#### Excerpt
== Segment start ==

Rebuilding Alliance
- Founded: 2003
- Purpose: Rebuilding Alliance is dedicated to advancing equal rights for the Palestinian people through education, advocacy, and support that assures Palestinian families the right to a home, schooling, economic security, safety, and a promising future.
- Headquarters: Redwood City, California United States
- Members: 20,000+
- Key people: Donna Baranski-Walker (founder) Dr. Beverly Voloshin
- Website: www.rebuildingalliance.org

= The Rebuilding Alliance =

Non-profit organization

Rebuilding Alliance (RA) is a non-profit organization based in Redwood City, California, founded by electrical engineer Donna Baranski-Walker in 2003, that rebuilds homes and communities in regions of war and occupation. It developed from the Global Campaign to rebuild Palestinian Homes Organization, which had been dissolved a year earlier.

==Organization==
Baranski-Walker who also holds an M.S. in Agricultural Engineering from the University of Hawaiʻi, worked as an inventions licensing associate at M.I.T., Stanford and SRI International. Her activist work has been recognized by Solidarity, who presented her with a Medal of Gratitude, and two certificates of Special Congressional Recognition. In 2003 she was awarded the Lewis Mumford Award for Development by the Architects, Designers, and Planners for Social Responsibility.

RA advocates for government policies towards regions of conflict based on human rights and international law. Through a mutual commitment to justice, RA has created alliances among supporters, partners, and those who suffer injustice and violence, yet resist through rebuilding. RA projects are symbols of hope that help rebuild shattered communities and offer people around the world immediate ways to make peace, starting with the tangible support of a family's right to a home.

== Segment end ==

#### What to do
Continue the Rebuilding Alliance article from the point where it stops, starting with the next sentence.

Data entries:
== Segment start ==

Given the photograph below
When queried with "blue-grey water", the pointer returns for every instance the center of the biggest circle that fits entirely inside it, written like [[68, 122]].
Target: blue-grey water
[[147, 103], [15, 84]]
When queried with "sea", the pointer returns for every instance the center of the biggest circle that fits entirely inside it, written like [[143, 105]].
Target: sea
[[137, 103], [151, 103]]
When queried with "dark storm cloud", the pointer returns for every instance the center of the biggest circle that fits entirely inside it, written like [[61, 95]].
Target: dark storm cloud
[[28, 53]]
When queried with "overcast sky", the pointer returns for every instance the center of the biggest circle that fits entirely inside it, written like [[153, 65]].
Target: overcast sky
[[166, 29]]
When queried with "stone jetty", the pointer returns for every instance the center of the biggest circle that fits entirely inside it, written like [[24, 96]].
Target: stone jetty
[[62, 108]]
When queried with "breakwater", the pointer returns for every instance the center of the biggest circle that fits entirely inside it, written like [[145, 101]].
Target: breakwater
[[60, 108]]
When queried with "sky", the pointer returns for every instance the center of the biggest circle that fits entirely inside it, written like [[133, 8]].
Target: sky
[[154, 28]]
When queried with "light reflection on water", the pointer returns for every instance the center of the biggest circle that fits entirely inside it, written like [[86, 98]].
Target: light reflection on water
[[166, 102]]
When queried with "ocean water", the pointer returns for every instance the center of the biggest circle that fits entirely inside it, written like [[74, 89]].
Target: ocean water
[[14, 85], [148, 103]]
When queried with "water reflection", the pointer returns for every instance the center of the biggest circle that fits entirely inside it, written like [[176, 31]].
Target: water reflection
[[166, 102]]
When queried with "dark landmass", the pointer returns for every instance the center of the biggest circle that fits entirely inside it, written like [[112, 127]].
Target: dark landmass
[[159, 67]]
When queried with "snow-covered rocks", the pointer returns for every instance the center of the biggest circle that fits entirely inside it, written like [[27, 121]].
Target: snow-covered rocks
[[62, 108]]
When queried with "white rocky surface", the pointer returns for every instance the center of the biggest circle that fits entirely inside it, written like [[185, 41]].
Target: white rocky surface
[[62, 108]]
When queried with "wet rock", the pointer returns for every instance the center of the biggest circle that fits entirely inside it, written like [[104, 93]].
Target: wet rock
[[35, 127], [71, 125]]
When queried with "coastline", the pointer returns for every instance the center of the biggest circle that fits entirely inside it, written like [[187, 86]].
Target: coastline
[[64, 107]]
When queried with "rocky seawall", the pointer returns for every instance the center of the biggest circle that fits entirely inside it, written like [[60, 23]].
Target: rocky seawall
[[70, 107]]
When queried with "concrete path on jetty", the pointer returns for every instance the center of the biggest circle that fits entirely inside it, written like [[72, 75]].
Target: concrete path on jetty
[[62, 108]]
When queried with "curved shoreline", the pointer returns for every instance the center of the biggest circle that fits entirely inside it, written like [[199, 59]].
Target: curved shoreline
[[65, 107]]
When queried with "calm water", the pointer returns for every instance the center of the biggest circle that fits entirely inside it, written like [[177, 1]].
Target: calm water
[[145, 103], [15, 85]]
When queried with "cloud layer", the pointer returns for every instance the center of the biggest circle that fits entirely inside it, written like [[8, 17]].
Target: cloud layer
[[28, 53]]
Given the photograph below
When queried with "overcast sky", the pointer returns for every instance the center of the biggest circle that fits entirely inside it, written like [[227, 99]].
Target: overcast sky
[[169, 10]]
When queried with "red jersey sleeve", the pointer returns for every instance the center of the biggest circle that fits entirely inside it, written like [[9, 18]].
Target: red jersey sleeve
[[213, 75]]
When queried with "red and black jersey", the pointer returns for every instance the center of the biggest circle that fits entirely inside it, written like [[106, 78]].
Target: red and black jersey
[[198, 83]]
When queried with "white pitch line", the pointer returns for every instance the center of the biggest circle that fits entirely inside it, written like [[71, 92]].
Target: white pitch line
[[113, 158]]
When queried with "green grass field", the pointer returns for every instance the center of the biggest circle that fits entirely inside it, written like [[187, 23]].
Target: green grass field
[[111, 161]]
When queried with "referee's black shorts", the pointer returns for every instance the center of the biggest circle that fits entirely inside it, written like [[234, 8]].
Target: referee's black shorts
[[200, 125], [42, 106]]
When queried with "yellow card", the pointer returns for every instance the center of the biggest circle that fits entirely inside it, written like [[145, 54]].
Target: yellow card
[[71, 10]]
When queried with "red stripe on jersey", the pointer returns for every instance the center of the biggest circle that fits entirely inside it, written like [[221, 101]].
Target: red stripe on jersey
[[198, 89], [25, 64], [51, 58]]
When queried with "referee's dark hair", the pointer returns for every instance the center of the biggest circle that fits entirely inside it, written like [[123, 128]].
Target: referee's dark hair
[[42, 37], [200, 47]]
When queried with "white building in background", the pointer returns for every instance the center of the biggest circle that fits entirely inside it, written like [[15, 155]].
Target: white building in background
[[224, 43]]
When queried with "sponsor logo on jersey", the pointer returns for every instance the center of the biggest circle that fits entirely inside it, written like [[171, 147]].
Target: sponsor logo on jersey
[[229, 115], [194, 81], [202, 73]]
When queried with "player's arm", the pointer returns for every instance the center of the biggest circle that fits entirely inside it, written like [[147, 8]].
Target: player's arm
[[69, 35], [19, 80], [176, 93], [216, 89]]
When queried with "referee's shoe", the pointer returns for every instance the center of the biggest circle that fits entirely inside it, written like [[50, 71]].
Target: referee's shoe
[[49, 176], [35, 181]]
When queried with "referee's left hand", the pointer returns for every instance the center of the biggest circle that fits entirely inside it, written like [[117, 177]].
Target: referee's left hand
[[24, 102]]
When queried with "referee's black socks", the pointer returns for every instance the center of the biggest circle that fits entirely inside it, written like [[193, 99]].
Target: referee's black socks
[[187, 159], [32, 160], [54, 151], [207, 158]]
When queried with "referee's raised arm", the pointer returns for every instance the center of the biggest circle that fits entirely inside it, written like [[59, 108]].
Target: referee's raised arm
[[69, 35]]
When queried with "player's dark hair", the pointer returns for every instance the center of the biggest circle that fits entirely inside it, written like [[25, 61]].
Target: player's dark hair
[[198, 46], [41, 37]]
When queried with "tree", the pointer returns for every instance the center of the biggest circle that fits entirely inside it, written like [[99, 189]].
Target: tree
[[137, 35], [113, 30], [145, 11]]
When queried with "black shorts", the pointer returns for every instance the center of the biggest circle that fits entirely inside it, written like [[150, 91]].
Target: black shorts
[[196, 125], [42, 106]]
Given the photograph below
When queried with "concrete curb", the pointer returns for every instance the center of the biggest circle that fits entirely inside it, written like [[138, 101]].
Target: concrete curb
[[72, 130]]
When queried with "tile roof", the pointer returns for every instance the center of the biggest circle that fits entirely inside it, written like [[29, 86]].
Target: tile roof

== Segment end ==

#### Output
In the Palestinian territories, the group has had two foci of activity: Area C, 60% of the West Bank where 150,000 Palestinians live, and where, the organization states, Israel does not permit Palestinians to build on their own land, by refusing building licenses. Secondly they support the Rachel Corrie Rebuilding Campaign in Gaza, where over 30,000 Palestinians in Gaza made homeless after 2000, Rebuilding Alliance partnered with the Gaza Community Mental Health Programme to rebuild homes, schools, and communities. The starting point was the rebuilding of the Nasrallah family home that was the site of Rachel Corrie's death, and which was demolished later. The house was rebuilt in 2007.

The non-governmental organization (NGO) played a role in lobbying the US Senate to intervene and stop the demolition of the Jordan Valley Palestinian village of Aqabah, where it had built a three-storey kindergarten.

During the on-going Israel-Palestinian conflict, the non-profit won a contract by the World Food Programme and as a result continues to feed 80,000 Palestinian civilians every day across Gaza through its hot meals program. The non-profit works closely with United Nations Relief and Works Agency in supplementing its efforts to provide for shortfalls of cleaning supplies and food in UN schools or Designated Emergency Shelters. The non-profit, along with other pro-Palestinian advocacy groups, led a congressional letter addressed to Prime Minister Benjamin Netanyahu, urging his government “to intervene on behalf of the Sumarin family and halt their eviction from their long-standing home."

After the 7 October attack, the non-profit also ended a bipartisan delegation of US lawmakers to the West Bank providing Members of Congress a chance to witness first-hand the realities of the Palestinian people on-ground and as a result, has been widely regarded as influential in shaping American foreign policy in the West Bank. Most recently, the non-profit was successful in leading a congressional letter to Secretary of State Antony Blinken calling for a medical truce in Gaza to combat the rise in polio.

Currently, the non-governmental organization is governed by a five-member Board of Directors.